Source data:
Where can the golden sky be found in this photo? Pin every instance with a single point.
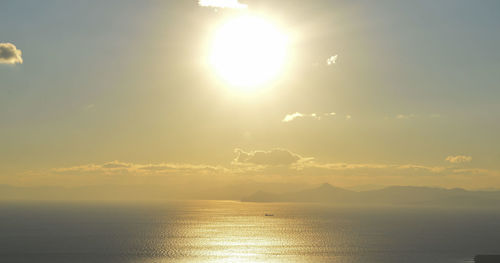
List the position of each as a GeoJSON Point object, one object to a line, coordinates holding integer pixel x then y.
{"type": "Point", "coordinates": [217, 92]}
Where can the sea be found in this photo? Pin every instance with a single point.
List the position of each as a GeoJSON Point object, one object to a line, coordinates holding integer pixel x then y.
{"type": "Point", "coordinates": [232, 231]}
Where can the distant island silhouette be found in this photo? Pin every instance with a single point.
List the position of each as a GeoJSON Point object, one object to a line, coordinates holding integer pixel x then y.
{"type": "Point", "coordinates": [402, 195]}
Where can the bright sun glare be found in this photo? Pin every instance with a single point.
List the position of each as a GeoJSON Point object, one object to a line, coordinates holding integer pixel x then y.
{"type": "Point", "coordinates": [248, 51]}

SHORT EXERCISE:
Write out all of the records above word for word, without the picture.

RESULT OF THE EXERCISE:
Where can the golden sky be found in this photo? Pin every instance with a single point.
List the position of each as a GeoJSON Point object, one object to a line, coordinates holding integer pixel x then y.
{"type": "Point", "coordinates": [217, 92]}
Where can the sea be found in this photo? Pin every instance with a single point.
List the position of each as a GeoJSON Point object, one object to a line, coordinates holding integer pixel x then y.
{"type": "Point", "coordinates": [232, 231]}
Where can the distant island silhouette be found in this photo? Pin every instance with a single point.
List the position of each as a GeoJSON Point object, one object to a line, coordinates holding integer pixel x then y.
{"type": "Point", "coordinates": [402, 195]}
Where can the bright sun glare be found in this photo? Pin every instance with a single point.
List the position of each as a GeoJSON Point object, one object to a line, coordinates holding integer pixel x then y.
{"type": "Point", "coordinates": [248, 51]}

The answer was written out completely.